EXERCISE PROMPT:
Pick out each line of the records below that contains the word "long" and copy those lines.

LISTING:
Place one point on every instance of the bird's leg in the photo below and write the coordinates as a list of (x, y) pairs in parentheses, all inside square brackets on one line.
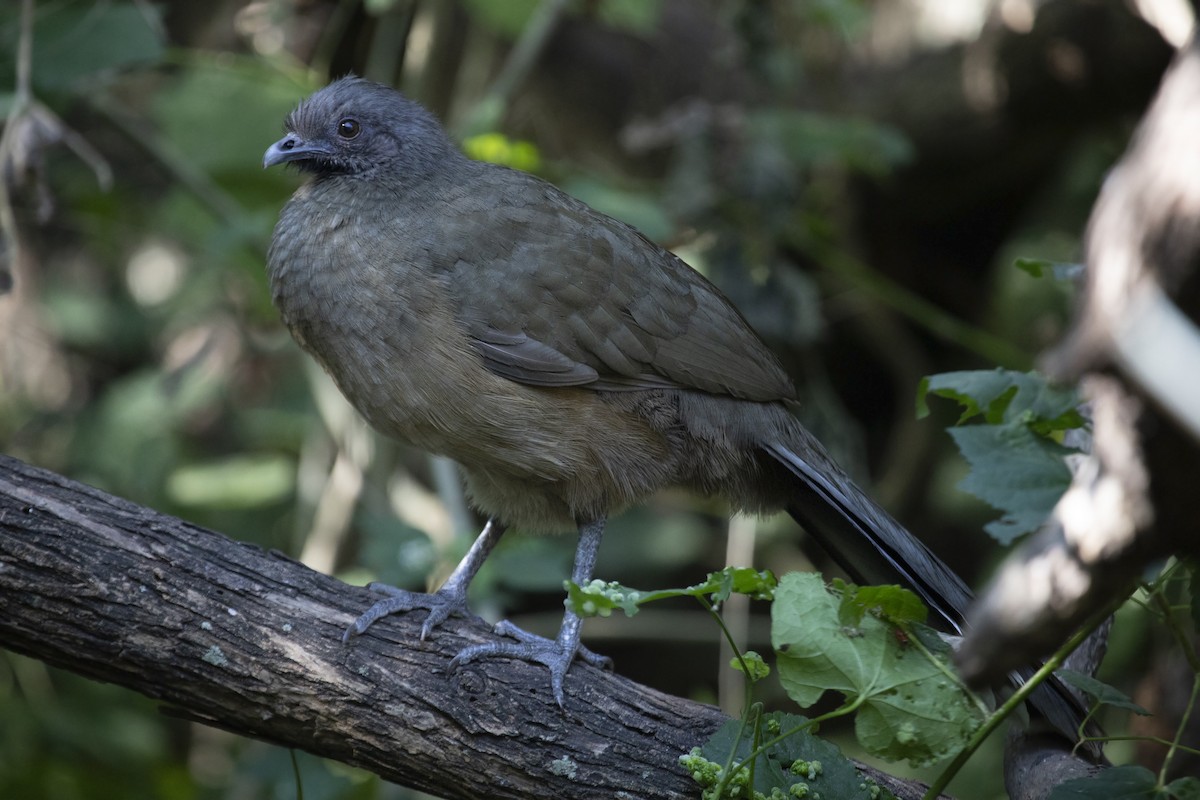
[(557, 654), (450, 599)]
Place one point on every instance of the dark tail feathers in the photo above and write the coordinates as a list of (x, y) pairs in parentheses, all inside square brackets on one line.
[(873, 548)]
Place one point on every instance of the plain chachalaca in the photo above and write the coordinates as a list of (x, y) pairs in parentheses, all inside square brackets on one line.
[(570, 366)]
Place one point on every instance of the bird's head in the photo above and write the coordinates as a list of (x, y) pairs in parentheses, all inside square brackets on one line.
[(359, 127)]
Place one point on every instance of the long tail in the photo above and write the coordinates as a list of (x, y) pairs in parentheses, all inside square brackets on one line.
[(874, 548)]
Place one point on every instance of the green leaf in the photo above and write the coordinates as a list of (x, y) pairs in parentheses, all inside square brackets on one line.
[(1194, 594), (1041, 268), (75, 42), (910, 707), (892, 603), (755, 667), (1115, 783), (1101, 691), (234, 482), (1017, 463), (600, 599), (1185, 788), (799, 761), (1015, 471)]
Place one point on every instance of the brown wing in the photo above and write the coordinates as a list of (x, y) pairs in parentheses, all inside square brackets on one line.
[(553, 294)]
* * *
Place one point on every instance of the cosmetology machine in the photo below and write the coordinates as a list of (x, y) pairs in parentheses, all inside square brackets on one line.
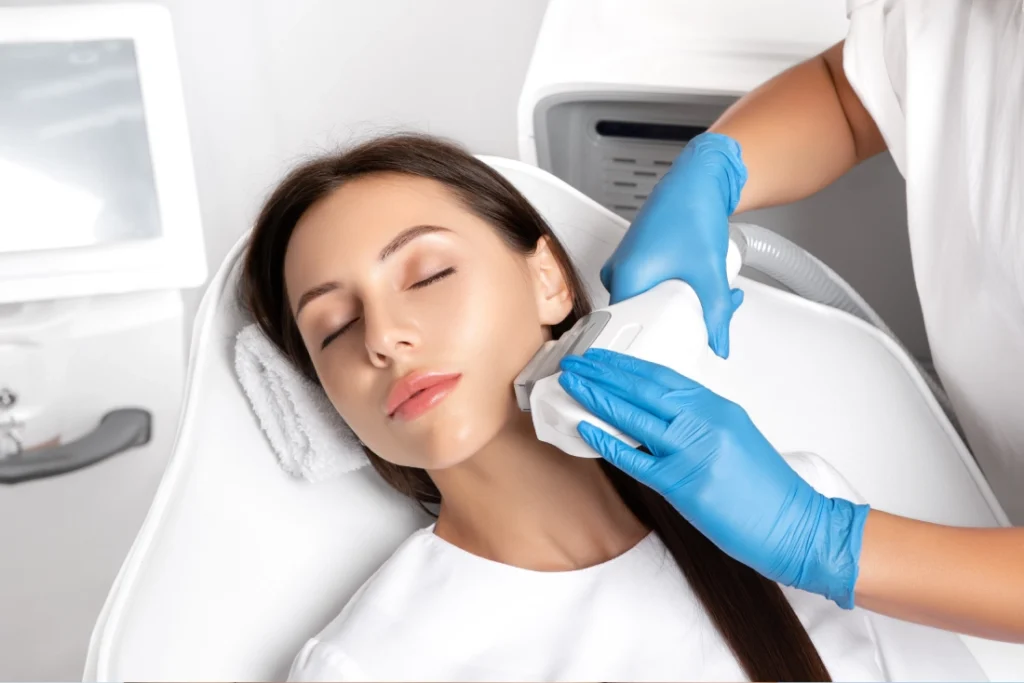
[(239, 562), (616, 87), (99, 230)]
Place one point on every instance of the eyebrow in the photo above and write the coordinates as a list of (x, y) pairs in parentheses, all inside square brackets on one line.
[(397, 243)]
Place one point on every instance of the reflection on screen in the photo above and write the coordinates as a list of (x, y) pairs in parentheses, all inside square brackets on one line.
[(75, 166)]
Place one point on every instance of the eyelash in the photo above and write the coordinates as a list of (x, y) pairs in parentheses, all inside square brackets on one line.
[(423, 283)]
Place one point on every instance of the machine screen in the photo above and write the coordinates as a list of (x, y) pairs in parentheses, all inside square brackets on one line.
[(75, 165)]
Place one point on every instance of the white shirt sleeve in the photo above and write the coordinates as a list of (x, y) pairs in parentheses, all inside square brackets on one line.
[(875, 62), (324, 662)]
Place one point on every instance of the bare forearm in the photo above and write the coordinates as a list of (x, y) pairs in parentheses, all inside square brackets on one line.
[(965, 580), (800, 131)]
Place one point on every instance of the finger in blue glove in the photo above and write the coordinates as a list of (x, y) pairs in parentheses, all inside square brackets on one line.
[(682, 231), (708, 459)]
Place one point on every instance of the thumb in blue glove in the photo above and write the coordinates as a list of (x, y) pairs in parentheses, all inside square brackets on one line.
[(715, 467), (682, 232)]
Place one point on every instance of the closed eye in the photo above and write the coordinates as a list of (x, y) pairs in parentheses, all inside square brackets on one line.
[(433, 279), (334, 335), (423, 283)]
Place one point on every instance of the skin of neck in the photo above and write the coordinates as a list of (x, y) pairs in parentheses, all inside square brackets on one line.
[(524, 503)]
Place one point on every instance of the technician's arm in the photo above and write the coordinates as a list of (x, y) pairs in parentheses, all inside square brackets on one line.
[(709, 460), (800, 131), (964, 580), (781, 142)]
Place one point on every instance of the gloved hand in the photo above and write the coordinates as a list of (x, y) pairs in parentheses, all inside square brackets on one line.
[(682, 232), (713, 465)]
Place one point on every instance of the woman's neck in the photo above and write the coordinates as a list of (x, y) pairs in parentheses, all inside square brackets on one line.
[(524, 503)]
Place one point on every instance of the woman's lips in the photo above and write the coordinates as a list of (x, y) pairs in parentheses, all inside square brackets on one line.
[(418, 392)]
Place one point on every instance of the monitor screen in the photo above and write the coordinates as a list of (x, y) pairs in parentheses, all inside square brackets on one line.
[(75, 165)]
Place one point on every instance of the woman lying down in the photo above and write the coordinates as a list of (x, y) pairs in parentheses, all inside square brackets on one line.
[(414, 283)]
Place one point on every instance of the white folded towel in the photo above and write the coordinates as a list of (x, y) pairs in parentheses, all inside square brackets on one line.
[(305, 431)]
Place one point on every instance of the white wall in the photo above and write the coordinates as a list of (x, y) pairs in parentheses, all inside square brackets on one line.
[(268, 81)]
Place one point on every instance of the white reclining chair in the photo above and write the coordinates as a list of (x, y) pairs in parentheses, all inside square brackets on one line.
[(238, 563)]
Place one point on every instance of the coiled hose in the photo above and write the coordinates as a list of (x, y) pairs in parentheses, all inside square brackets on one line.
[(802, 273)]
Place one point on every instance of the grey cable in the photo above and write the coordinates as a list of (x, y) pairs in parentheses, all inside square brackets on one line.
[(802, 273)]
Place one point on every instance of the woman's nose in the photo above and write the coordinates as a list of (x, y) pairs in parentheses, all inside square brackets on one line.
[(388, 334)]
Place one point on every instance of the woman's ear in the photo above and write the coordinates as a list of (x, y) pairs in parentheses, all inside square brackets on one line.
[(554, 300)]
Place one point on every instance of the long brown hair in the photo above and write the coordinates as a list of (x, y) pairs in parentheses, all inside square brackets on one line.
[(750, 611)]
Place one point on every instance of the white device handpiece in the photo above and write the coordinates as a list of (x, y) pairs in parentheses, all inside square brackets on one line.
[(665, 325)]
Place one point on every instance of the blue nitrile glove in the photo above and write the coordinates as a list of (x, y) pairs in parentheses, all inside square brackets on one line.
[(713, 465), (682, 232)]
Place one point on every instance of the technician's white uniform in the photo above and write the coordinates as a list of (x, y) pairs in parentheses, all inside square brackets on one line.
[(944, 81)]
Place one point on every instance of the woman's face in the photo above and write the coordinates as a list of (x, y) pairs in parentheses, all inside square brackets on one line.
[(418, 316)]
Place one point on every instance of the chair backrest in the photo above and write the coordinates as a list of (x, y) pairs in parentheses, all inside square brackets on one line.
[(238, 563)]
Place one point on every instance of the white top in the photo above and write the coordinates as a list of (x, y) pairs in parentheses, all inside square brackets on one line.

RESULT OF THE EXERCISE:
Place one point on every instance of the long tail in the photo above and write the coordinates as a list of (x, y) pairs in parentheses, all inside square brackets on one line.
Place one point on every instance of the long brown hair in the photo above and write the coordinates as a list of (x, y) pairs in parentheses, all inside square brackets on one line.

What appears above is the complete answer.